Count the lines in the items below that contain the word "ladder", and give only that number.

## MATERIAL PROVIDED:
● ● ● ● ●
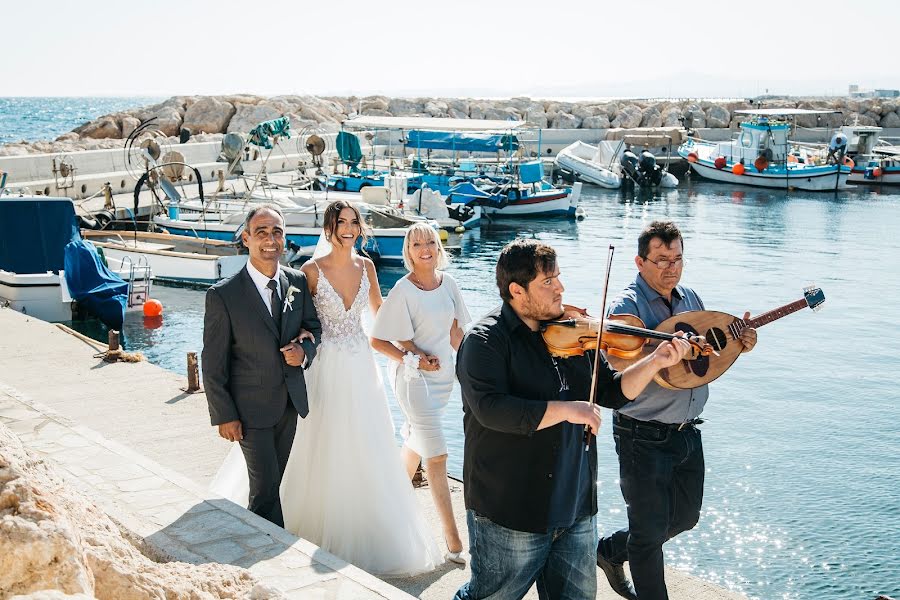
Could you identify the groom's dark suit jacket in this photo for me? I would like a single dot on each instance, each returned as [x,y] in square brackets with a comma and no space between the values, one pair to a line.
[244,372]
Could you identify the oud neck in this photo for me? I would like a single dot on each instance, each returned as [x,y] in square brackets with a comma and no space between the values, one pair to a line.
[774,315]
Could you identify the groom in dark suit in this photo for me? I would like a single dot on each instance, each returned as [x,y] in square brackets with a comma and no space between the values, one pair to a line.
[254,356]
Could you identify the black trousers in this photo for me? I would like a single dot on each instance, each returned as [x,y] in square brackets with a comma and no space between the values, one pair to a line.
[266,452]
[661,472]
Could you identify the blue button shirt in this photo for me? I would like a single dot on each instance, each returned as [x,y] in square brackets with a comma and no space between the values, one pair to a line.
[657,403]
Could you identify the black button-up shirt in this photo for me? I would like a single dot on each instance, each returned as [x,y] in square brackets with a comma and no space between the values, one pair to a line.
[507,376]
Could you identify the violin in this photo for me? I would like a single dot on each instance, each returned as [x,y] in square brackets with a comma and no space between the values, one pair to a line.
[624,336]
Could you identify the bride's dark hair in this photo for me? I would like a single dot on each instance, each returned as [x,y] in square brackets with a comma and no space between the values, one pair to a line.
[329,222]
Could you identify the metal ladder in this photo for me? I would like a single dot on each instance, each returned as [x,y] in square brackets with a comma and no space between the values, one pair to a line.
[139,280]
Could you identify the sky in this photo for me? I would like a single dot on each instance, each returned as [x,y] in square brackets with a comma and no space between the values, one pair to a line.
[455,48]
● ● ● ● ●
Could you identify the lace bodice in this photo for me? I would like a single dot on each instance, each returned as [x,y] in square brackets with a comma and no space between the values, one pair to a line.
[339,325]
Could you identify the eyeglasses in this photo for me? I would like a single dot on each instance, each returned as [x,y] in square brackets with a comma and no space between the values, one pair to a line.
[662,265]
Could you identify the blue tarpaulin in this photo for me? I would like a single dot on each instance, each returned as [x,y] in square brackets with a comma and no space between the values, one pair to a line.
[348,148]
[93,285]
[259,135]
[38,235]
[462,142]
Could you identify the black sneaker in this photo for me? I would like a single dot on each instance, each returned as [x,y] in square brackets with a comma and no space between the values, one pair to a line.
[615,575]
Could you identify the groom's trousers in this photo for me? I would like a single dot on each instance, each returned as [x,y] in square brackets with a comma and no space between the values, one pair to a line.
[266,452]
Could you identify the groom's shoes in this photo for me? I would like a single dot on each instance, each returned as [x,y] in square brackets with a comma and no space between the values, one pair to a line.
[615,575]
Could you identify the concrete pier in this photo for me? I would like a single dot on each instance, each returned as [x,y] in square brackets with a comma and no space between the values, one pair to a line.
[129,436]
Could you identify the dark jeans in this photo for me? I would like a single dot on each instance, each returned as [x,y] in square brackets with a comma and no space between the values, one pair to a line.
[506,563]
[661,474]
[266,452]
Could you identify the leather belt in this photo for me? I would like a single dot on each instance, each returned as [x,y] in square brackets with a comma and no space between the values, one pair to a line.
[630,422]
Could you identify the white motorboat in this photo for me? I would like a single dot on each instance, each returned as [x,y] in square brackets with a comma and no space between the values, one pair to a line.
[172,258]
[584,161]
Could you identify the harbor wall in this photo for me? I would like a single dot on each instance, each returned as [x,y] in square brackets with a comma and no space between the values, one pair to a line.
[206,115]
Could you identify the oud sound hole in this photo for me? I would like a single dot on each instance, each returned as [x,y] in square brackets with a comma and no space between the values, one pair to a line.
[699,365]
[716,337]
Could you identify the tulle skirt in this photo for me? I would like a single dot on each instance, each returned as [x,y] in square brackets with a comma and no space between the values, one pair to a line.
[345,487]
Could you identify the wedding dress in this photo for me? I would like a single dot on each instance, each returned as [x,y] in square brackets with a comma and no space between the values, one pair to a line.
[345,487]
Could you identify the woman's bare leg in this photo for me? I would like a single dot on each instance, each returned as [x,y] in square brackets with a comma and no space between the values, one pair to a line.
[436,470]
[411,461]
● ● ● ● ●
## TASK SOLUTION:
1